[start of Page excerpt]

• Help Support Hardline Crawlers :

Dodge Help?

wentz912

Well-Known Member
Joined
Nov 5, 2006
Messages
944
Location
Kelso, WA
This may not be the right spot to post this, but I figured here would get more attention.

I am in SW WA and am having an issue with my 93 Dodge Cummins. I'm no diesel tech, and its starting to frustrate me to not have an available tow rig. Can anybody point me to a decent shop for these old trucks? I'm decently mechanical, just not sure where to start with this diesel thing.
 
Issue started after hauling my 'Runner to Brown's camp for the first time with the Dodge.

Made it to and from the wheeling trip just fine, although the truck did seem a little low on power. I just attributed it to being an Old 12 Valve though.

Anyhow, got the Dodge home, unhooked, all of that, etc. Went to pull away from the trailer, and shifting into drive, the truck stalled out and died. Now, I had noticed the previous couple of times before this, that the truck started slightly harder than normal.

[end of Page excerpt]

▸ **Tasks to complete**:
[1] In the forum post about the Dodge Cummins, what happened when the truck was shifted into drive to pull away from the trailer?
[2] Please carry on the forum post about the Dodge Cummins from its last sentence.
The listing that comes next is from a different source than the forum post about the Dodge Cummins.

[start of Data supplied]

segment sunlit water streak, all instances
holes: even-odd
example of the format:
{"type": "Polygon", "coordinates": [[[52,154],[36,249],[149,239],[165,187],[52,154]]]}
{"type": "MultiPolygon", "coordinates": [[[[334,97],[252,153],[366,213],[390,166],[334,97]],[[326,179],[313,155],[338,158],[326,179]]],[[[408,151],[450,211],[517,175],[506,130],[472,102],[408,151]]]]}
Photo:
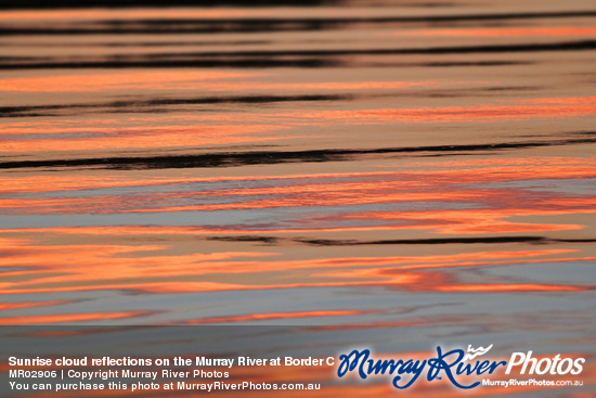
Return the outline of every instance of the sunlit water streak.
{"type": "Polygon", "coordinates": [[[349,4],[3,12],[0,323],[593,356],[594,4],[349,4]]]}

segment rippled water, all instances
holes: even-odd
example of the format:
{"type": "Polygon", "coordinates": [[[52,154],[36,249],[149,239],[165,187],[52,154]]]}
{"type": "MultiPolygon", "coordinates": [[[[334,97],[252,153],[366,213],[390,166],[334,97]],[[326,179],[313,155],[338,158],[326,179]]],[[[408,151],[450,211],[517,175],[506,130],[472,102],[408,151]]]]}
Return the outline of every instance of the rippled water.
{"type": "Polygon", "coordinates": [[[591,1],[3,11],[0,323],[594,358],[595,50],[591,1]]]}

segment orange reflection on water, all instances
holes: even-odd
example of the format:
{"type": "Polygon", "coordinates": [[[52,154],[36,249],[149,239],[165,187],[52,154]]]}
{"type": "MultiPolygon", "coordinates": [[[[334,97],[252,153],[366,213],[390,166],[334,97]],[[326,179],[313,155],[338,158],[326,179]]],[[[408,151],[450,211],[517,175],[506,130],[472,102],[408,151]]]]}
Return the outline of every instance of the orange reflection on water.
{"type": "MultiPolygon", "coordinates": [[[[0,91],[93,92],[111,90],[197,90],[206,80],[263,76],[264,73],[221,70],[118,72],[85,75],[53,75],[0,79],[0,91]]],[[[233,82],[228,85],[232,86],[233,82]]]]}
{"type": "Polygon", "coordinates": [[[281,126],[193,126],[180,128],[127,131],[113,137],[31,139],[5,141],[7,152],[91,151],[114,149],[187,147],[189,145],[248,143],[282,140],[290,137],[270,137],[265,132],[285,129],[281,126]]]}
{"type": "Polygon", "coordinates": [[[128,90],[187,91],[263,91],[287,90],[390,90],[405,88],[437,88],[485,81],[321,81],[321,82],[269,82],[243,81],[239,78],[263,77],[264,73],[183,70],[183,72],[119,72],[112,74],[57,75],[14,77],[0,79],[0,91],[7,92],[99,92],[128,90]],[[224,80],[224,81],[220,81],[224,80]]]}
{"type": "Polygon", "coordinates": [[[594,36],[596,27],[592,26],[523,26],[523,27],[466,27],[431,28],[396,31],[397,36],[425,37],[510,37],[510,36],[594,36]]]}

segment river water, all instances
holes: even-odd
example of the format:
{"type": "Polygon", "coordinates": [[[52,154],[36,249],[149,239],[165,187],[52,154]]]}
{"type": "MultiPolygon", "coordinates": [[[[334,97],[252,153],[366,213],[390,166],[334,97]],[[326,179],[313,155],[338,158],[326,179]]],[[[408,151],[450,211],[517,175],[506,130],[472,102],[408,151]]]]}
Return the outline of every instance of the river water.
{"type": "Polygon", "coordinates": [[[0,323],[589,363],[596,4],[238,4],[0,13],[0,323]]]}

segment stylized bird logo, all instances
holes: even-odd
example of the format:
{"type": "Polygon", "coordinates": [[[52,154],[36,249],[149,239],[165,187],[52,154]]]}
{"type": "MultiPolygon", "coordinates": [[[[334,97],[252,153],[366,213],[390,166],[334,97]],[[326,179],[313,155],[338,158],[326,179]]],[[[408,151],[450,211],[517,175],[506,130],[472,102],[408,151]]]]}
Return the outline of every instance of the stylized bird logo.
{"type": "Polygon", "coordinates": [[[476,349],[471,348],[471,345],[468,345],[468,354],[464,356],[464,361],[471,361],[476,357],[483,356],[484,354],[489,352],[491,348],[493,348],[494,344],[491,344],[487,348],[484,347],[478,347],[476,349]]]}

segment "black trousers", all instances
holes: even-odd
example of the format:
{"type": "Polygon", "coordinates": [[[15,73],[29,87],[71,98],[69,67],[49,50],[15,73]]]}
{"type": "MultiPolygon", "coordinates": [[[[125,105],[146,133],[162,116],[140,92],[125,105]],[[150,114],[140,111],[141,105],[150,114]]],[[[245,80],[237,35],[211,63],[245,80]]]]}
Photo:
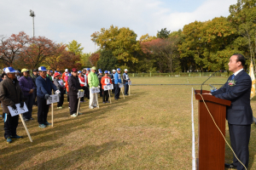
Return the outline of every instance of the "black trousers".
{"type": "Polygon", "coordinates": [[[17,135],[16,130],[19,124],[19,115],[12,116],[10,114],[4,114],[4,138],[17,135]]]}
{"type": "Polygon", "coordinates": [[[89,86],[89,84],[87,84],[87,87],[85,87],[84,94],[85,94],[85,98],[87,98],[87,99],[90,99],[90,86],[89,86]]]}
{"type": "Polygon", "coordinates": [[[119,99],[119,96],[120,96],[120,88],[118,84],[115,84],[114,85],[114,88],[115,88],[115,91],[114,91],[114,99],[119,99]]]}
{"type": "MultiPolygon", "coordinates": [[[[232,125],[229,123],[229,130],[233,150],[238,159],[248,168],[251,125],[232,125]]],[[[235,156],[233,163],[237,166],[237,169],[245,169],[235,156]]]]}
{"type": "Polygon", "coordinates": [[[28,96],[24,96],[26,98],[26,100],[25,101],[26,105],[27,107],[28,111],[26,113],[23,113],[23,117],[26,119],[30,119],[32,117],[32,108],[33,108],[33,102],[34,102],[34,96],[33,95],[28,95],[28,96]]]}
{"type": "Polygon", "coordinates": [[[37,89],[33,90],[33,105],[38,105],[38,101],[36,101],[37,99],[37,89]]]}
{"type": "Polygon", "coordinates": [[[46,105],[46,99],[44,98],[37,97],[38,99],[38,122],[39,124],[44,124],[47,122],[47,116],[49,105],[46,105]]]}
{"type": "Polygon", "coordinates": [[[77,114],[79,105],[79,99],[77,95],[69,96],[70,115],[77,114]]]}
{"type": "Polygon", "coordinates": [[[108,101],[108,97],[109,97],[108,90],[104,91],[102,89],[102,102],[108,101]]]}
{"type": "Polygon", "coordinates": [[[60,101],[57,103],[57,107],[61,107],[63,105],[64,102],[64,93],[61,93],[60,101]]]}
{"type": "Polygon", "coordinates": [[[128,95],[129,85],[124,84],[124,86],[125,86],[125,94],[128,95]]]}

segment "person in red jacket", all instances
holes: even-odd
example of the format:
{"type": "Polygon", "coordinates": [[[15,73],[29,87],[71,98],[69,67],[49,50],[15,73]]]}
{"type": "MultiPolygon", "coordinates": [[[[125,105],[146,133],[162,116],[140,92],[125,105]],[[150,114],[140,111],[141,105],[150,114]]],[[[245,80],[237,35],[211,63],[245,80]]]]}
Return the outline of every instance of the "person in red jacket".
{"type": "Polygon", "coordinates": [[[109,91],[108,90],[104,91],[104,86],[112,84],[111,78],[108,76],[108,71],[105,71],[104,73],[105,73],[105,76],[102,77],[102,81],[101,81],[102,88],[102,102],[103,102],[103,104],[109,103],[109,101],[108,101],[108,96],[109,96],[108,92],[109,91]]]}
{"type": "MultiPolygon", "coordinates": [[[[78,73],[79,73],[79,79],[80,86],[81,86],[82,89],[85,92],[85,90],[86,90],[86,82],[85,82],[84,76],[82,75],[81,71],[79,71],[78,73]]],[[[80,102],[82,102],[82,103],[85,102],[84,101],[84,95],[83,98],[81,98],[80,102]]]]}

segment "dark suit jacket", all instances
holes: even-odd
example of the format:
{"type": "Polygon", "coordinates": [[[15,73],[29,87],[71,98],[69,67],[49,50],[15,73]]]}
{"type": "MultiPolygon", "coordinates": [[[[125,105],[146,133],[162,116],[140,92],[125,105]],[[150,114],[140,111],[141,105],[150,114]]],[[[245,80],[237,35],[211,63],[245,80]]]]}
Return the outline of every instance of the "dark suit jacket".
{"type": "MultiPolygon", "coordinates": [[[[231,80],[232,76],[228,79],[231,80]]],[[[250,76],[241,71],[234,78],[235,86],[229,86],[228,82],[223,88],[212,95],[216,98],[228,99],[231,101],[231,105],[227,106],[226,119],[230,124],[234,125],[249,125],[253,122],[253,111],[250,105],[250,94],[252,88],[252,80],[250,76]]]]}

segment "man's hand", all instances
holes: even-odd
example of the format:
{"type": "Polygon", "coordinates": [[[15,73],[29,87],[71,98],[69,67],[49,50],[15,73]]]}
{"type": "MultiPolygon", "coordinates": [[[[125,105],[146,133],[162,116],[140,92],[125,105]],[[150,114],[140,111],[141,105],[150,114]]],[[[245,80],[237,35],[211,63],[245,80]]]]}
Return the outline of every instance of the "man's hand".
{"type": "Polygon", "coordinates": [[[44,95],[44,99],[48,99],[49,97],[49,95],[48,94],[44,95]]]}
{"type": "Polygon", "coordinates": [[[16,109],[17,109],[15,104],[14,104],[13,105],[11,105],[11,107],[12,107],[14,110],[16,110],[16,109]]]}
{"type": "Polygon", "coordinates": [[[23,102],[23,101],[21,101],[21,102],[20,103],[20,107],[23,107],[23,106],[24,106],[24,102],[23,102]]]}

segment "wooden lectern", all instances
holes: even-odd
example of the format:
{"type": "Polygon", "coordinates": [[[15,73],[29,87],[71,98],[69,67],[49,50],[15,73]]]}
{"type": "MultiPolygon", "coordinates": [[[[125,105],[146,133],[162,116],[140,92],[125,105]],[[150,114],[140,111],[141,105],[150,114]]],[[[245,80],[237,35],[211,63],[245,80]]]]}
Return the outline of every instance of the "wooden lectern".
{"type": "MultiPolygon", "coordinates": [[[[224,169],[225,141],[202,101],[197,94],[201,90],[195,90],[195,99],[198,99],[198,162],[197,169],[224,169]]],[[[202,94],[210,93],[203,90],[202,94]]],[[[231,101],[215,98],[212,95],[202,95],[212,113],[216,124],[225,135],[226,106],[231,101]]]]}

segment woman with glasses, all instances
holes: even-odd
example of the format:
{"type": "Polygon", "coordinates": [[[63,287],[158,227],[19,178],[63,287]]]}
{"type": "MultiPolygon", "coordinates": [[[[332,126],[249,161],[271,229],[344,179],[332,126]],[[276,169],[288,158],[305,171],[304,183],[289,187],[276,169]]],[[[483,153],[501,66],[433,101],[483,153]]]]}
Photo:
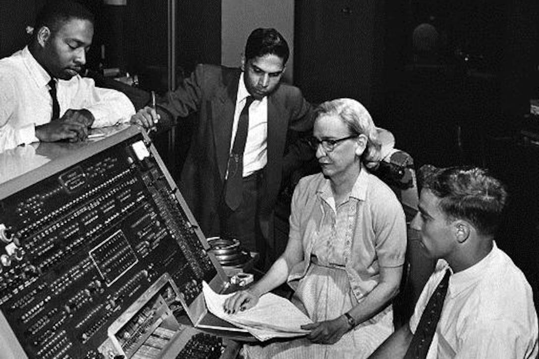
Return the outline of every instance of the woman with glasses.
{"type": "Polygon", "coordinates": [[[225,309],[248,309],[287,281],[314,323],[306,337],[246,347],[247,358],[364,358],[393,330],[406,225],[395,194],[369,172],[381,160],[377,129],[363,105],[340,99],[320,105],[313,133],[322,171],[294,190],[286,249],[225,309]]]}

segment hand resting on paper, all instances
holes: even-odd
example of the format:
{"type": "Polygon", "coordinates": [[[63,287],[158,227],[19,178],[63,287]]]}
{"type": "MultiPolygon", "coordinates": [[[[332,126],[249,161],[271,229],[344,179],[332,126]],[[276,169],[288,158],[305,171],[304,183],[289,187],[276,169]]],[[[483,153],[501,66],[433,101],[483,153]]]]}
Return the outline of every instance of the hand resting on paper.
{"type": "Polygon", "coordinates": [[[313,343],[334,344],[341,339],[350,327],[346,318],[341,315],[333,320],[301,326],[301,329],[311,331],[307,337],[313,343]]]}
{"type": "Polygon", "coordinates": [[[238,291],[233,295],[227,298],[223,305],[225,313],[233,314],[238,311],[246,310],[257,305],[260,296],[251,291],[238,291]]]}

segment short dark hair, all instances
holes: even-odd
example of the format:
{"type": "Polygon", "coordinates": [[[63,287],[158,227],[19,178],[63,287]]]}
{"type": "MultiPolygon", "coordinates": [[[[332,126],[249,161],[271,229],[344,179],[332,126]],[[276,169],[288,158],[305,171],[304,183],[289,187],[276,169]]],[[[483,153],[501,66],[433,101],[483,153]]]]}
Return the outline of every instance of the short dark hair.
{"type": "Polygon", "coordinates": [[[494,236],[508,199],[505,186],[486,169],[456,166],[419,169],[418,182],[440,199],[439,206],[448,220],[464,219],[478,231],[494,236]]]}
{"type": "Polygon", "coordinates": [[[276,55],[286,64],[290,56],[286,40],[274,29],[255,29],[249,35],[245,44],[245,60],[267,54],[276,55]]]}
{"type": "Polygon", "coordinates": [[[95,23],[95,18],[82,4],[69,0],[49,2],[38,15],[34,26],[33,38],[43,26],[47,26],[56,33],[64,24],[72,19],[87,20],[95,23]]]}

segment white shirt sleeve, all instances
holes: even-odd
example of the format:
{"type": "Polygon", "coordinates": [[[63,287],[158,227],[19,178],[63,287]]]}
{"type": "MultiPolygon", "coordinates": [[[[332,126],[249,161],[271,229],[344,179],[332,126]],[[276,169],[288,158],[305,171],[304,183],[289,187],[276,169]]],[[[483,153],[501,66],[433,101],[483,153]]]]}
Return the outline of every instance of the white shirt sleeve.
{"type": "Polygon", "coordinates": [[[0,152],[37,140],[33,123],[17,128],[10,123],[10,118],[15,111],[17,98],[11,80],[0,75],[0,152]]]}
{"type": "Polygon", "coordinates": [[[127,122],[135,114],[135,107],[125,94],[114,89],[98,87],[93,79],[77,76],[63,83],[65,86],[59,89],[58,95],[60,108],[65,111],[69,108],[88,110],[95,120],[92,127],[127,122]],[[60,96],[65,101],[65,106],[62,106],[60,96]]]}

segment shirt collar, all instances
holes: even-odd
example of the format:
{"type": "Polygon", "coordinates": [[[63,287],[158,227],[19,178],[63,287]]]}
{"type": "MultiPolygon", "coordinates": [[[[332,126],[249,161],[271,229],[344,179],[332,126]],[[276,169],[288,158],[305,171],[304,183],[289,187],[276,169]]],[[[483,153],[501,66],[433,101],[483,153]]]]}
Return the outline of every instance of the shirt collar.
{"type": "Polygon", "coordinates": [[[486,276],[490,275],[489,269],[495,267],[493,263],[498,258],[499,252],[496,242],[493,242],[492,250],[486,257],[469,268],[453,273],[449,281],[449,293],[451,297],[456,296],[486,276]]]}
{"type": "Polygon", "coordinates": [[[43,68],[43,67],[37,62],[37,60],[30,52],[27,46],[23,49],[22,56],[25,64],[30,71],[32,77],[36,81],[38,87],[40,88],[46,87],[52,78],[43,68]]]}
{"type": "Polygon", "coordinates": [[[244,80],[244,73],[239,75],[239,84],[238,84],[238,98],[236,102],[239,103],[245,99],[247,96],[250,96],[249,92],[247,91],[245,87],[245,82],[244,80]]]}

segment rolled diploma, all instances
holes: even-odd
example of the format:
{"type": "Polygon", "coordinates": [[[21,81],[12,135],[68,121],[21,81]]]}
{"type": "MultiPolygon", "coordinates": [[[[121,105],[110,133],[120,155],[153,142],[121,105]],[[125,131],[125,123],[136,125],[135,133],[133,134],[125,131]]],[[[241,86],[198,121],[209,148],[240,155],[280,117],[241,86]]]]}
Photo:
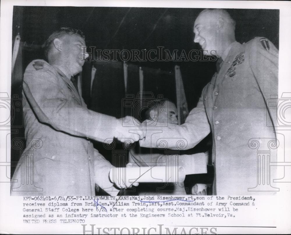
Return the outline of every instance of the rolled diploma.
{"type": "Polygon", "coordinates": [[[203,190],[205,190],[205,192],[207,191],[207,184],[204,183],[196,183],[192,187],[191,191],[192,194],[196,195],[199,192],[201,192],[202,193],[203,190]]]}
{"type": "Polygon", "coordinates": [[[182,182],[186,176],[184,168],[175,166],[113,168],[109,175],[113,182],[130,183],[182,182]],[[112,180],[114,179],[116,180],[112,180]]]}

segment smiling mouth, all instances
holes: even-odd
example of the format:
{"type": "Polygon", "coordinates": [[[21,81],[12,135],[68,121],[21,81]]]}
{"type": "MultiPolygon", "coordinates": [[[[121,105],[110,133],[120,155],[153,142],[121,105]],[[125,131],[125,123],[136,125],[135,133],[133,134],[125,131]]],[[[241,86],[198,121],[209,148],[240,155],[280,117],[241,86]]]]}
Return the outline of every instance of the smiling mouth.
{"type": "Polygon", "coordinates": [[[204,42],[203,43],[203,44],[201,45],[201,47],[202,48],[203,50],[204,50],[205,48],[205,44],[206,44],[204,42]]]}

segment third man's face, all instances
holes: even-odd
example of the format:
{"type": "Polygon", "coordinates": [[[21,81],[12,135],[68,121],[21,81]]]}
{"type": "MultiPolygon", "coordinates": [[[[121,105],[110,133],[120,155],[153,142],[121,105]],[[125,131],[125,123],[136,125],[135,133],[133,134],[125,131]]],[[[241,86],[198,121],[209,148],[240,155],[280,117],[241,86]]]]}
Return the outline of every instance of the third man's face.
{"type": "Polygon", "coordinates": [[[159,121],[171,124],[178,124],[178,115],[176,105],[170,101],[166,102],[164,106],[159,107],[159,121]]]}
{"type": "MultiPolygon", "coordinates": [[[[199,43],[203,54],[208,55],[213,50],[217,50],[218,38],[216,22],[211,15],[207,13],[198,16],[194,23],[194,42],[199,43]]],[[[212,54],[214,53],[212,52],[212,54]]]]}

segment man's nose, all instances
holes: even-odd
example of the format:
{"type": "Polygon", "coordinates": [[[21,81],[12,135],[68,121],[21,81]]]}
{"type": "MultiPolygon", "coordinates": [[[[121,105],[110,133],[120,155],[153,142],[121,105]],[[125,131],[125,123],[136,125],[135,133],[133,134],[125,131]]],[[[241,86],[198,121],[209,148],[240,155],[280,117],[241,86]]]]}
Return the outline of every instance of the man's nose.
{"type": "Polygon", "coordinates": [[[200,37],[199,35],[196,34],[195,35],[195,37],[194,37],[194,42],[197,43],[199,42],[199,39],[200,37]]]}

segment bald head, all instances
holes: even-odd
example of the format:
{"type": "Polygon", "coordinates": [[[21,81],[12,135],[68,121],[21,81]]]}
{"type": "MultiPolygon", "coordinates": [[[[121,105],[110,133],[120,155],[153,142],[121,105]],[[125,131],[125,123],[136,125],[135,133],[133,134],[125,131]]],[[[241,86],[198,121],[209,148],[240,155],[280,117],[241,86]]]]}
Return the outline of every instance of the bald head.
{"type": "Polygon", "coordinates": [[[199,13],[196,20],[199,17],[206,17],[214,23],[221,19],[225,24],[225,29],[232,30],[233,32],[235,29],[235,22],[228,13],[224,9],[204,9],[199,13]]]}
{"type": "Polygon", "coordinates": [[[200,44],[205,54],[216,53],[220,57],[235,40],[235,22],[225,10],[205,9],[194,23],[194,42],[200,44]]]}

[end of Data supplied]

▸ **Answers**:
[1] The truck stalled out and died.

[2]
Started it again after the stall, and with some feathering of the throttle, was able to get the truck into the driveway. It was dark, I was tired and pissed. Left it overnight.

Checked it out in the daylight. Truck seems to load up when you try to rev it, even in park. Lots of what smells like fuel smoke out the tail pipe, and if I just let off the pedal, the engine crashes down through idle and stalls out. Truck will idle for as long as I let it. Only problem seems to be off idle.

Changed the fuel filter since that was a duh thing. Didn't see any gnarly chunks in the old one or anything.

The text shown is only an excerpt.